Collected data:

┄┄┄┄┄┄┄┄┄┄

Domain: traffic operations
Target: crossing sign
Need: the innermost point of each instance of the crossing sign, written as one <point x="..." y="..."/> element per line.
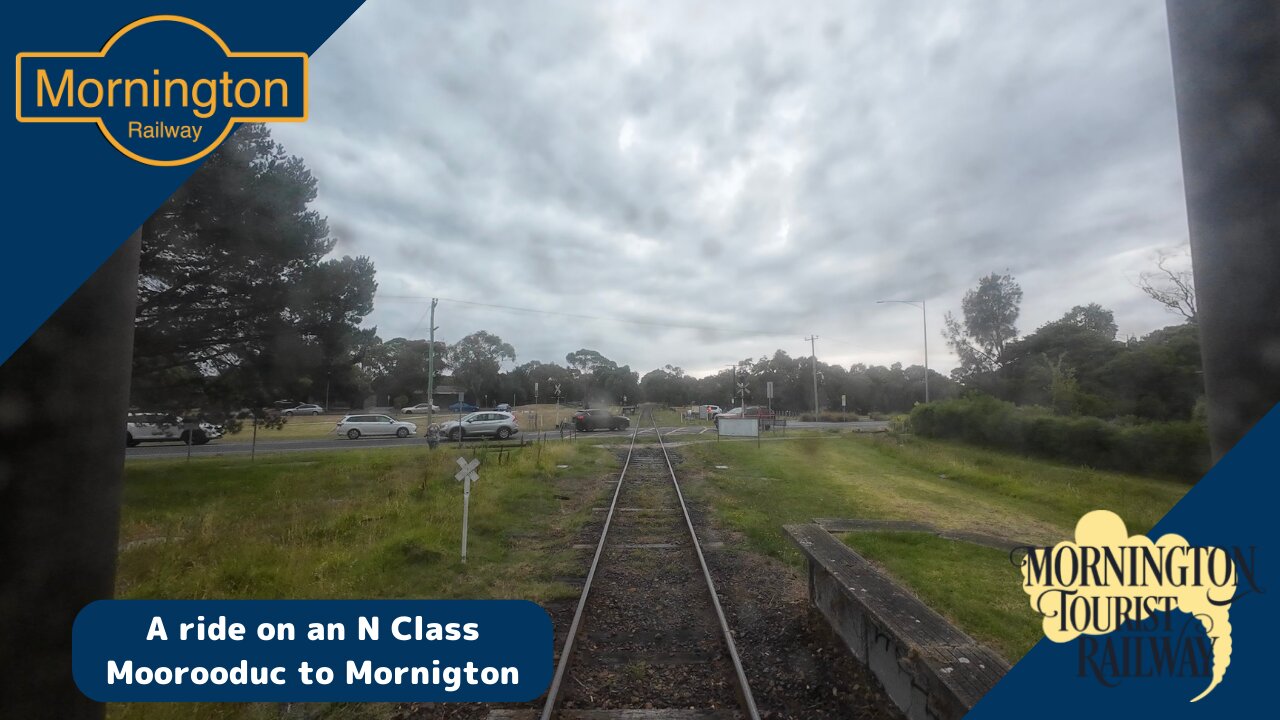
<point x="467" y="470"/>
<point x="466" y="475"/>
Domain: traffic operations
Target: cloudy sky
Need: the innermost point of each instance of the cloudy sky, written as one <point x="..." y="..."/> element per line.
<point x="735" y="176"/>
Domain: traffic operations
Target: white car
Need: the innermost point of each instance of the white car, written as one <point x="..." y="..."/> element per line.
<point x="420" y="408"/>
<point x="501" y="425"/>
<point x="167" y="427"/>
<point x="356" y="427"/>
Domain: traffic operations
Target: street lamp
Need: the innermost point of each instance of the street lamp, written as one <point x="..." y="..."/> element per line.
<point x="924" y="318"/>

┄┄┄┄┄┄┄┄┄┄

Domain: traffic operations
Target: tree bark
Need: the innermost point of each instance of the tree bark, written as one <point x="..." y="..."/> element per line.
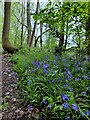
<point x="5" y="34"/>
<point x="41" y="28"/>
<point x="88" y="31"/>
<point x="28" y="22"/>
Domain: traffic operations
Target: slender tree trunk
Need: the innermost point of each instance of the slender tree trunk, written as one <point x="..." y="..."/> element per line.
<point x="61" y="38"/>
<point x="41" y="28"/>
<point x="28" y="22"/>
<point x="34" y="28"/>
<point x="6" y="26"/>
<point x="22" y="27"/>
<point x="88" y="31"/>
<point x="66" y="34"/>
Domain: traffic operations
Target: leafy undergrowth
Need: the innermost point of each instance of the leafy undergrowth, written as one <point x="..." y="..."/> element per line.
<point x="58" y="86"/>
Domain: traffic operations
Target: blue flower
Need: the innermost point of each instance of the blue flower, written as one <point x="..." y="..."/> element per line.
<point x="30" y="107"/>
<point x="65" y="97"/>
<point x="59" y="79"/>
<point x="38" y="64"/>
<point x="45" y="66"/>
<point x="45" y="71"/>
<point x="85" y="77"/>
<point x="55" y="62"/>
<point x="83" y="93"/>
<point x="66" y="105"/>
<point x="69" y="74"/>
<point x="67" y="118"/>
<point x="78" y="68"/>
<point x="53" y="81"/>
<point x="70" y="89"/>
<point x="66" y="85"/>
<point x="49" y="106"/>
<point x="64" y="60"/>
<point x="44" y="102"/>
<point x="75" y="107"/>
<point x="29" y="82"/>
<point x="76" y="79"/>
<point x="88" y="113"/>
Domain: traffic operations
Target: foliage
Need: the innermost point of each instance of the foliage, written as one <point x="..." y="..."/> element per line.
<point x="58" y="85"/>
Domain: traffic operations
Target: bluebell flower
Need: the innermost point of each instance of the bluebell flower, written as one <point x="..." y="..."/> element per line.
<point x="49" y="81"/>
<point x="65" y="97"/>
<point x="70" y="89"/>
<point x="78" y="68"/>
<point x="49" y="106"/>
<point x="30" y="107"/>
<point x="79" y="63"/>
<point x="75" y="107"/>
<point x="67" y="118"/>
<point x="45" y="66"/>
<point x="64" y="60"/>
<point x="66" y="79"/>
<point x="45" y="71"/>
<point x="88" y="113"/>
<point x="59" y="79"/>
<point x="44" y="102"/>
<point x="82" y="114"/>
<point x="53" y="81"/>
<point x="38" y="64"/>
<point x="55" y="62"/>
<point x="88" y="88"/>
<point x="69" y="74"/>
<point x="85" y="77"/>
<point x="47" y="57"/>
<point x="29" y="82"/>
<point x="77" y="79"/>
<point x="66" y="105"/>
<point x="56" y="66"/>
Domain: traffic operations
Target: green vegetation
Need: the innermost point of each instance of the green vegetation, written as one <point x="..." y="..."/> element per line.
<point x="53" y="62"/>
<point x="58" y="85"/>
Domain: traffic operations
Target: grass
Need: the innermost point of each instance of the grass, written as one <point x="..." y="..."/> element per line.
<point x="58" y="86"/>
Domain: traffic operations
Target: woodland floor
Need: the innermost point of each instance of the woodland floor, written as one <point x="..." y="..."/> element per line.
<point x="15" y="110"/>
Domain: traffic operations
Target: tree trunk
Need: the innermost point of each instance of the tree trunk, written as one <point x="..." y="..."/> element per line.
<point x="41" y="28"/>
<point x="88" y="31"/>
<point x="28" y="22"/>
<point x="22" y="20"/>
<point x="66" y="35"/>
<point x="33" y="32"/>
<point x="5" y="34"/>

┄┄┄┄┄┄┄┄┄┄

### Instructions for the task:
Out of the data above, give again only the lines starting at the one holding "Target: leafy undergrowth" and ending at the one holding "Target: blue flower", unchanged.

### Answer for this exercise:
Target: leafy undergrowth
Need: the innermost point of each instance of the leafy undergrowth, written as one <point x="..." y="..."/> element per line.
<point x="58" y="86"/>
Domain: traffic operations
Target: blue flower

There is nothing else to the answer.